## [Aim of the task]
Give every line of the items below as a JSON list of strings, from the line containing "Where can you find the girl's face" down to the last item, with one string per line and blank lines left out.

## [Material for the task]

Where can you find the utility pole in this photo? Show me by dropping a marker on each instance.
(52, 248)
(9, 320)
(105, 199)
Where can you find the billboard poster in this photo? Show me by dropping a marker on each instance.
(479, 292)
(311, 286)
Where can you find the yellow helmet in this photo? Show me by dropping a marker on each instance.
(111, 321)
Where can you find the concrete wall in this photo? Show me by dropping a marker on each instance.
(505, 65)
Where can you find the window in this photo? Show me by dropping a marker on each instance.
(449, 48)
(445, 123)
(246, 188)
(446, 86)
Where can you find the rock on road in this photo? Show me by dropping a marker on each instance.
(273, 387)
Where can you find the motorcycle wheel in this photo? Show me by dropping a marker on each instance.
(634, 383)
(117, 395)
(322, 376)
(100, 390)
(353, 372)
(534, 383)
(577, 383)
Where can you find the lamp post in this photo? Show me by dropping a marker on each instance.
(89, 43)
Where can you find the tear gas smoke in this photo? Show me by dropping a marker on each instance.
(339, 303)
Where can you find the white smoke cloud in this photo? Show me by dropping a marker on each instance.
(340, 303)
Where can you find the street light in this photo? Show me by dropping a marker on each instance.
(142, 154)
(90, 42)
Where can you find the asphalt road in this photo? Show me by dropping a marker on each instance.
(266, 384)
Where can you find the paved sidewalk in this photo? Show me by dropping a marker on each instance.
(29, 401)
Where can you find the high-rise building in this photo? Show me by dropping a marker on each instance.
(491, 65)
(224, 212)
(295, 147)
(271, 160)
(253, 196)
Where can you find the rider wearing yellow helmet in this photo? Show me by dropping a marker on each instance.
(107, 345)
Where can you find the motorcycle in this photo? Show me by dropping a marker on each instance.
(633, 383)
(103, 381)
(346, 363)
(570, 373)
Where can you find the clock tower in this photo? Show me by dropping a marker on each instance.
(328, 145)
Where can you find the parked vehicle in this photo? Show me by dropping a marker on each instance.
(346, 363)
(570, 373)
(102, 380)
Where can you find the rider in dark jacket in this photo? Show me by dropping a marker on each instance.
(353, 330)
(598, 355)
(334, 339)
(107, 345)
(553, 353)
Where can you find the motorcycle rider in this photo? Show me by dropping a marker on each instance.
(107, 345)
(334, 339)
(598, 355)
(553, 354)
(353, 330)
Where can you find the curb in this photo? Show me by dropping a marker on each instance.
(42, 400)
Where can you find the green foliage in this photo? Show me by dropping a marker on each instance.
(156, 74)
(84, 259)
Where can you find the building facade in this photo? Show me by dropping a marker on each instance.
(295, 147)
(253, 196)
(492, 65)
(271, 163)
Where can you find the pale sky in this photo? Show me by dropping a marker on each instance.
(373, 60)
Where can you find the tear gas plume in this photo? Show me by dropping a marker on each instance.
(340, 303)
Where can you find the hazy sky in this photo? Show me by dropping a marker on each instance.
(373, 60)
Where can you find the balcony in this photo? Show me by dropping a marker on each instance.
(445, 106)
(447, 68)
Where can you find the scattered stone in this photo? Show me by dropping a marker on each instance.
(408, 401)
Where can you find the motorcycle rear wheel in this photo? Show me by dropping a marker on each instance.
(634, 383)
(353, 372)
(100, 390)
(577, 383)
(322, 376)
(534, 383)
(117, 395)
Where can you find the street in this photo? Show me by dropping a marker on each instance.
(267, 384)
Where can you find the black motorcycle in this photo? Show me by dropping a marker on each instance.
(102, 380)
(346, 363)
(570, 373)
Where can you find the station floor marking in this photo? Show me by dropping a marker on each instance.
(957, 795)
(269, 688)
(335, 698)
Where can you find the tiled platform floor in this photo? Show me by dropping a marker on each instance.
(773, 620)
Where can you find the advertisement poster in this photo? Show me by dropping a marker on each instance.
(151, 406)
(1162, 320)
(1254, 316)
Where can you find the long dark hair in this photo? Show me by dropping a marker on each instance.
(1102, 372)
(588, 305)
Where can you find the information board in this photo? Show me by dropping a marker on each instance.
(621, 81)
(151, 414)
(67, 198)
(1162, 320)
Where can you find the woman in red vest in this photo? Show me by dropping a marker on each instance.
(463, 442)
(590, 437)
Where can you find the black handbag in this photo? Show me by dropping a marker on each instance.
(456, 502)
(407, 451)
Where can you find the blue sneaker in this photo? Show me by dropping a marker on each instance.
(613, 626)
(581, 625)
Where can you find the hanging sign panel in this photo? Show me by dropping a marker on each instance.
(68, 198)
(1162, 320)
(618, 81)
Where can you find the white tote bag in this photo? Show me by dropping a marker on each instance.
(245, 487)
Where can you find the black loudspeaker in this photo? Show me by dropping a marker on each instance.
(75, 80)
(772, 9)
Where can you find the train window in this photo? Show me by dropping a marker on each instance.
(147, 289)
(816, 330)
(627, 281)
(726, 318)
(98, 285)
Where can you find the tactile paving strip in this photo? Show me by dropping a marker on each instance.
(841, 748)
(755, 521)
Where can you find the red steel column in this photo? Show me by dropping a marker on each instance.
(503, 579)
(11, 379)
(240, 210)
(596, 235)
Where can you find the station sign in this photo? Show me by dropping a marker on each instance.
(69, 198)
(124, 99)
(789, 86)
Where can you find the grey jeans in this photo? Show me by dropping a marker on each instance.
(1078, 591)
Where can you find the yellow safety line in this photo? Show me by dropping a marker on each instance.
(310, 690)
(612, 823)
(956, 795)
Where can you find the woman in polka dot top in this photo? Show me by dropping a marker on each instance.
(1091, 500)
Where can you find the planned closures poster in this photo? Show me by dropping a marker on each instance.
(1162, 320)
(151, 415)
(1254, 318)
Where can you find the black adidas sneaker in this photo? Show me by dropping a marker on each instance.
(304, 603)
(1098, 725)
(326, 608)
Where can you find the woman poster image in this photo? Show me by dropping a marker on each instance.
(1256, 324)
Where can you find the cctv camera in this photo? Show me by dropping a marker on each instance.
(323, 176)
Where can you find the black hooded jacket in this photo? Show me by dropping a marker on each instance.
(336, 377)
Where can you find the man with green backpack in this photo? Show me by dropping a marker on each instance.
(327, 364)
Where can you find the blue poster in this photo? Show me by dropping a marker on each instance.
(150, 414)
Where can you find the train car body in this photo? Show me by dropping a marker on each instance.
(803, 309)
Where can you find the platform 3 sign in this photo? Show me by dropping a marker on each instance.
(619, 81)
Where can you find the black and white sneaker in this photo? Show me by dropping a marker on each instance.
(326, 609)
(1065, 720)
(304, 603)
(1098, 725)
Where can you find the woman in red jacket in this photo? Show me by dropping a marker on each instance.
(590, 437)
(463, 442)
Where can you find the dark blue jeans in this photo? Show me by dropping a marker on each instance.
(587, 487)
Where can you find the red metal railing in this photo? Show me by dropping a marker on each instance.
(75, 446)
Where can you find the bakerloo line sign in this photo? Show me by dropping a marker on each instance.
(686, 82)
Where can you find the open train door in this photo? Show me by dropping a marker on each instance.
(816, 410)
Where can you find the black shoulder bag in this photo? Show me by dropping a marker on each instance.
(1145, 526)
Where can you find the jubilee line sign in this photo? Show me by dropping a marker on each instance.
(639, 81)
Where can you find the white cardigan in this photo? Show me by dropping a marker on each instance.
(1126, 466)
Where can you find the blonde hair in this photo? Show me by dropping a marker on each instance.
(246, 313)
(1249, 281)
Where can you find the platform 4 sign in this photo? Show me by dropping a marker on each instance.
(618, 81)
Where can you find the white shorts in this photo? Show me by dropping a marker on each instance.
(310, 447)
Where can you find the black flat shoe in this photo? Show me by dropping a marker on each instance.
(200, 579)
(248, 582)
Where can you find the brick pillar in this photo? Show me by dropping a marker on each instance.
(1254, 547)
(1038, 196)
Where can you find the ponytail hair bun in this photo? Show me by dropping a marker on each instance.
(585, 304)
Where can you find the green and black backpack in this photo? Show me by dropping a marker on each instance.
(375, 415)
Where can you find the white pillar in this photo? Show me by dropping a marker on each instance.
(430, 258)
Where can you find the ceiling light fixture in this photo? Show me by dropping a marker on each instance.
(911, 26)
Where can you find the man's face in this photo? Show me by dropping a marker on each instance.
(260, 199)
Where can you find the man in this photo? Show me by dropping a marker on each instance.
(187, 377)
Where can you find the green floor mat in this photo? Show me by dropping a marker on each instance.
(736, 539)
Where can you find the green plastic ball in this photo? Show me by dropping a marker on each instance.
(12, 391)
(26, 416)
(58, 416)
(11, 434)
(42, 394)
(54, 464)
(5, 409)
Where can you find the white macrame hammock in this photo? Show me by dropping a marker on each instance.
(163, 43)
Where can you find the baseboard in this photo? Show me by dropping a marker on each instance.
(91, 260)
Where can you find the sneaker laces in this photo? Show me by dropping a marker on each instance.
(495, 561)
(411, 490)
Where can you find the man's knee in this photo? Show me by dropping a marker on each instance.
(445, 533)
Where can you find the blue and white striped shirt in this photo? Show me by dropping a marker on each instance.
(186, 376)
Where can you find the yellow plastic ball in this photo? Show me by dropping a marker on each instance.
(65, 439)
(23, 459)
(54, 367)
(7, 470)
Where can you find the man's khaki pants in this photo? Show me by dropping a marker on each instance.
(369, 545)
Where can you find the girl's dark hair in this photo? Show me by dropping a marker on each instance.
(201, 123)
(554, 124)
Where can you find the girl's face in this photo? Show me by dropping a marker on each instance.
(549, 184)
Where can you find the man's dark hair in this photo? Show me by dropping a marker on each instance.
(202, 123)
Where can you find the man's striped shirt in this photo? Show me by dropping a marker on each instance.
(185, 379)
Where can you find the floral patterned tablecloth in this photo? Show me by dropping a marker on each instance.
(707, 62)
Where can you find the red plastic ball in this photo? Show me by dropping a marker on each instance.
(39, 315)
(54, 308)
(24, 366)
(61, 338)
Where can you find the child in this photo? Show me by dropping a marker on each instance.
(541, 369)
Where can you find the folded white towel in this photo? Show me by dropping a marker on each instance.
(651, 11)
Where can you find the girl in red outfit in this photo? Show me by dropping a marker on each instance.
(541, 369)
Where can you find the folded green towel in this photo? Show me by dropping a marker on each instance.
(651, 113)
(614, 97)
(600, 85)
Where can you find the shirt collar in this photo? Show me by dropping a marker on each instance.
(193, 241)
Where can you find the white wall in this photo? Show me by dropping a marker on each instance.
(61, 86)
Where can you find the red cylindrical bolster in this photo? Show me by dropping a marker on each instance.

## [Solution to this problem]
[
  "Where can you find the girl's face in this photo? Show me by dropping a marker on each instance.",
  "(549, 184)",
  "Where can you find the man's dark hair in this photo? Show me by dropping a marker on each instance.",
  "(202, 123)",
  "Where can you find the man's striped shirt in this photo? Show me by dropping a marker on each instance.",
  "(185, 379)",
  "Where can you find the floral patterned tablecloth in this photo? Show me by dropping a marker on each instance.",
  "(707, 62)",
  "Where can you find the red plastic ball in this photo? Show me by dropping a marker on each instance.",
  "(39, 315)",
  "(54, 308)",
  "(24, 366)",
  "(61, 338)",
  "Where can you find the child in this photo? Show me by dropping a marker on each instance.",
  "(541, 369)",
  "Where can you find the folded white towel in this photo? Show me by dropping a marker on each instance.",
  "(651, 11)",
  "Where can you find the girl in red outfit in this photo? Show me by dropping a marker on each instance.",
  "(541, 369)",
  "Where can you find the folded green towel in this photo? Show me by dropping a marker on each instance.",
  "(651, 113)",
  "(614, 97)",
  "(600, 85)",
  "Where can you find the shirt collar in this photo? Show me by dropping a marker on each instance.",
  "(193, 241)",
  "Where can you find the white wall in this photo? Show me by dropping a marker on each instance.",
  "(61, 86)",
  "Where can you find the red cylindrical bolster in this photo? Show me by dropping a marker on each instance."
]